→ ABOUT THIS EXERCISE: Starting at the line that contains "Question. For each instance of the player's head", restate every line word for word through the end of the entries.

━━━ DATA FOR REVIEW ━━━

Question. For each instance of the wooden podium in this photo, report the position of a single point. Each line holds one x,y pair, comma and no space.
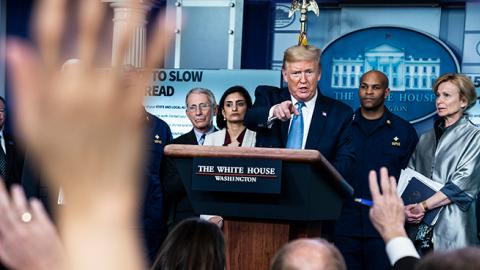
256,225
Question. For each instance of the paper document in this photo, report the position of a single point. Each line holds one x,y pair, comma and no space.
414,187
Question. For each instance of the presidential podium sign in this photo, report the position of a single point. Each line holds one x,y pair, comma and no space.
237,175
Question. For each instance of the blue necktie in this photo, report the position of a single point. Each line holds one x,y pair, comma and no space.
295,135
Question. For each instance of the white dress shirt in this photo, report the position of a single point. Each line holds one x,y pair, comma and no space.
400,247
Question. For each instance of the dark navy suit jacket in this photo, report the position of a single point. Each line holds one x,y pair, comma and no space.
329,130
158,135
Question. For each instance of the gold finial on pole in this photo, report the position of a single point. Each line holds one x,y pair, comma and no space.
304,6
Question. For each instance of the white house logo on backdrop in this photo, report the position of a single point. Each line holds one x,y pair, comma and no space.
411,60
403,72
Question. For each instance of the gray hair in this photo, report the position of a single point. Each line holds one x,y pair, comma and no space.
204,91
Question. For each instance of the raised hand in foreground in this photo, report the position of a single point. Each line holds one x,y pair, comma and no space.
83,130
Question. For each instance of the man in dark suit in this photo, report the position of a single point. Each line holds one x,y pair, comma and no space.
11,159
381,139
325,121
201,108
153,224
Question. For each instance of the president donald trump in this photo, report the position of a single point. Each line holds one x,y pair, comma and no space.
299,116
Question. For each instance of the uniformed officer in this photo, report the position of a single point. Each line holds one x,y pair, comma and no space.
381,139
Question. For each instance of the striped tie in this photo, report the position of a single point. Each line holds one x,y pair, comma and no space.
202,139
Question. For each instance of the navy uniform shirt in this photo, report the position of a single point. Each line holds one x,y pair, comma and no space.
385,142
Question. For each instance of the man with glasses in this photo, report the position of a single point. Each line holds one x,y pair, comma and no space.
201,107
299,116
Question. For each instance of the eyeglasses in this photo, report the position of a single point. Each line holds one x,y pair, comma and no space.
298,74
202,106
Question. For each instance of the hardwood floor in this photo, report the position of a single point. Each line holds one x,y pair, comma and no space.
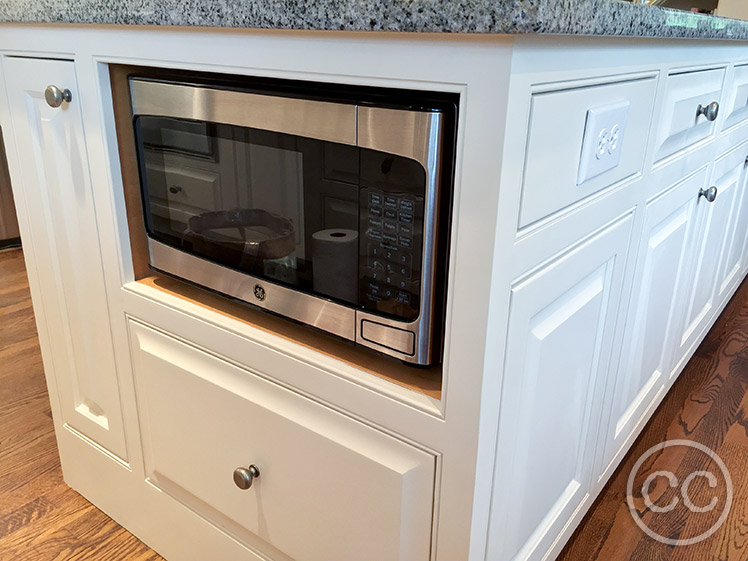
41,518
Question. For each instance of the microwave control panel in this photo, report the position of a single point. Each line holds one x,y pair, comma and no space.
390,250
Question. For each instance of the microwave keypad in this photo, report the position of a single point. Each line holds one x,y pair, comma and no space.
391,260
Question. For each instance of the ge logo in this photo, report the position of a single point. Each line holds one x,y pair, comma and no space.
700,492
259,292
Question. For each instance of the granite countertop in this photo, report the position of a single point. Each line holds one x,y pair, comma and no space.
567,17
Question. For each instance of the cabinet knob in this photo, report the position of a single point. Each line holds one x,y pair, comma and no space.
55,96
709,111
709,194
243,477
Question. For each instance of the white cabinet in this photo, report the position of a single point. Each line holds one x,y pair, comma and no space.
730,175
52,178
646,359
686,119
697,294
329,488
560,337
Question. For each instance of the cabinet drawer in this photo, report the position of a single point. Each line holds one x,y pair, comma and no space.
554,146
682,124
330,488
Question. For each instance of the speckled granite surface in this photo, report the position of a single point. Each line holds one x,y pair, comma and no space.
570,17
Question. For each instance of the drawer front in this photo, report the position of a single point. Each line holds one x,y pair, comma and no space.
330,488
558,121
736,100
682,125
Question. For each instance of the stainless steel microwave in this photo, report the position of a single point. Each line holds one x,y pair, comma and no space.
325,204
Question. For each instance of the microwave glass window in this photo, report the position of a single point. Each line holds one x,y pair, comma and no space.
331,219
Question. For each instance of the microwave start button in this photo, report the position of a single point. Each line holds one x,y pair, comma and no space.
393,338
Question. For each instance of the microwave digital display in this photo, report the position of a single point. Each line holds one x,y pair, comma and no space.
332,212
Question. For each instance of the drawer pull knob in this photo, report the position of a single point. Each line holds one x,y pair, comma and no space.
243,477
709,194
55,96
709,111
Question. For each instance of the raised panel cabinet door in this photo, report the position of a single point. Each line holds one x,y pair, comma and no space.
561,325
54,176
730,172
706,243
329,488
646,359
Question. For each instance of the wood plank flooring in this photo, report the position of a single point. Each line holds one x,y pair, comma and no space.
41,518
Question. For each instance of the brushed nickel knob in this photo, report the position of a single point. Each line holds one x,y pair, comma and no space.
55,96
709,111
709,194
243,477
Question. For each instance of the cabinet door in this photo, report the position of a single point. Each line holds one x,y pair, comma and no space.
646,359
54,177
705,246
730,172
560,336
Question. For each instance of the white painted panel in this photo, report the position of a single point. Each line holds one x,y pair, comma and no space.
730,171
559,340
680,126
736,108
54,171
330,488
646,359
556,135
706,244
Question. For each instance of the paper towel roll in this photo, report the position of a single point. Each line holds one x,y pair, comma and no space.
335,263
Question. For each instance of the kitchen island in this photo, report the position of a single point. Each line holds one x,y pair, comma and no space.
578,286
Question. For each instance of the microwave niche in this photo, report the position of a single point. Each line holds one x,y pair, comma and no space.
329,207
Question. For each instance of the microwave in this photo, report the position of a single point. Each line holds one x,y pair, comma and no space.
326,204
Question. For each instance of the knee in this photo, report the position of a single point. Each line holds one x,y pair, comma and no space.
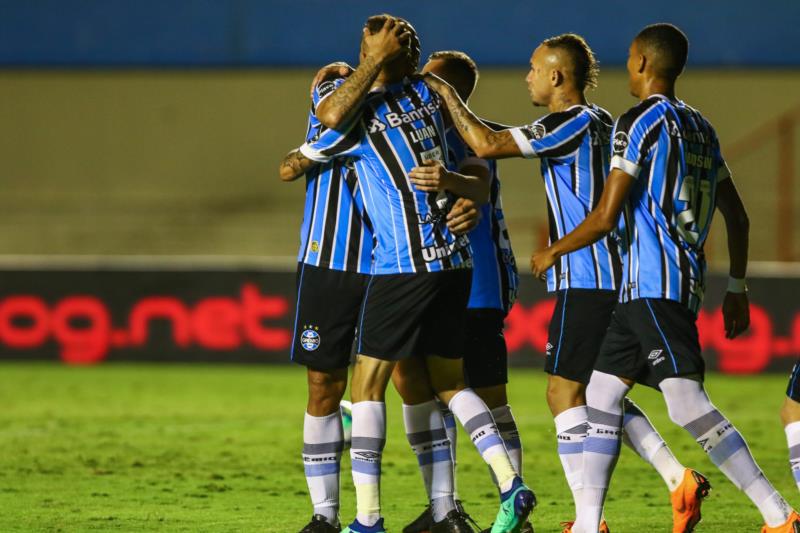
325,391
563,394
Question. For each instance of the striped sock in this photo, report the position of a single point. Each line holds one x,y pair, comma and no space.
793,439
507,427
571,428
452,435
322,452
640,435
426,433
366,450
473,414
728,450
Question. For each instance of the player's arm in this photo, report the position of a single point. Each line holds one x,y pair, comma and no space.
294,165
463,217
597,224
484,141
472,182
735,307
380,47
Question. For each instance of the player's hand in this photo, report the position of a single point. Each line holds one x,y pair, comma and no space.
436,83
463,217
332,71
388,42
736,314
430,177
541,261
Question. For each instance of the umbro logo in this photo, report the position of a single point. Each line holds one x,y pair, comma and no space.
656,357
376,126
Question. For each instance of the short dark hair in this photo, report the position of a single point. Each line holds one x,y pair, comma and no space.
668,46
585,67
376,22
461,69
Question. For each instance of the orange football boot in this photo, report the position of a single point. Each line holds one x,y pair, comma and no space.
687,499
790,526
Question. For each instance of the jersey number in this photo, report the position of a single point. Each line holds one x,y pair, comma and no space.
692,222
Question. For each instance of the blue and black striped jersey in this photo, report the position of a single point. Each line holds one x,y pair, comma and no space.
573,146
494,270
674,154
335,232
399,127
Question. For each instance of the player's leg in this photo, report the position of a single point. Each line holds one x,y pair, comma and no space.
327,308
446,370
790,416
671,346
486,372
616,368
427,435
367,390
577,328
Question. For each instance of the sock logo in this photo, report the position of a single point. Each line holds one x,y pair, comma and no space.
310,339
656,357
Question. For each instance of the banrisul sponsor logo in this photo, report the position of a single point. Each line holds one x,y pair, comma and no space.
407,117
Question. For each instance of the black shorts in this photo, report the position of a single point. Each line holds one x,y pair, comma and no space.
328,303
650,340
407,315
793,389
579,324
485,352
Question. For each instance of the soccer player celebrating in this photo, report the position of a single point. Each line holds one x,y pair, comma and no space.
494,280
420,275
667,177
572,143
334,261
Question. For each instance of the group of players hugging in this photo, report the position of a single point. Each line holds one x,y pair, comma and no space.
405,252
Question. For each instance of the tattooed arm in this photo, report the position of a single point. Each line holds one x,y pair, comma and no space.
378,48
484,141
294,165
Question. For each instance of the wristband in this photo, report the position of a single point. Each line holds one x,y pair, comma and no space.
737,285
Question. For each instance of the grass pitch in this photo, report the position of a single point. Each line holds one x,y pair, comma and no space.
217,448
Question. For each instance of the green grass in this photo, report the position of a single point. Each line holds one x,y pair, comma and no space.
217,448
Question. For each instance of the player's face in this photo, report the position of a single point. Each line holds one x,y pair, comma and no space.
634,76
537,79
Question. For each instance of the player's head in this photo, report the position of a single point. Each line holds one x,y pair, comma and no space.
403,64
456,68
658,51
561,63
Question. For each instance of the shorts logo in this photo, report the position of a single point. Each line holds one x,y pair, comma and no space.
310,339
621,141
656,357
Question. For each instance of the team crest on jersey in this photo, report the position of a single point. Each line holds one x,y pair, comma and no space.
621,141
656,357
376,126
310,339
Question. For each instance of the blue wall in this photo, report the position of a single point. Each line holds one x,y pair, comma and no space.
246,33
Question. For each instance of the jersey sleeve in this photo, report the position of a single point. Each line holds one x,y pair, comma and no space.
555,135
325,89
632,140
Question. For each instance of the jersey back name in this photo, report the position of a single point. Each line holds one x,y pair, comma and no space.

━━━

→ TASK SOLUTION:
Question. For each instance of the player's head in this photo, report the position of a single point. Each line holds one x,y pair, comma and no space.
403,64
456,68
658,51
561,63
Question. For each instance of the shorts logo in this photo, report the position of a single point. Each line holds one x,y pair, comma and no space.
310,339
621,141
656,357
Question. For each instance of the team crest on jersey in this photo, report the position of a single point. Each line holds one x,y pair, comma and no space.
621,141
656,357
376,126
310,339
Question. For each instance of the blue wall in this photo, report the position of a single point. Each line holds one x,y pair, comma and no space.
246,33
Question. For each instance of the jersey sleeve in this photo, report the position of a single point. Each line holds one x,y pair, comma and no space.
555,135
325,89
632,140
Question. For each instance of the jersey back name in this photo, report the position of a single point. Each line holds one x,y pair, comma and no space.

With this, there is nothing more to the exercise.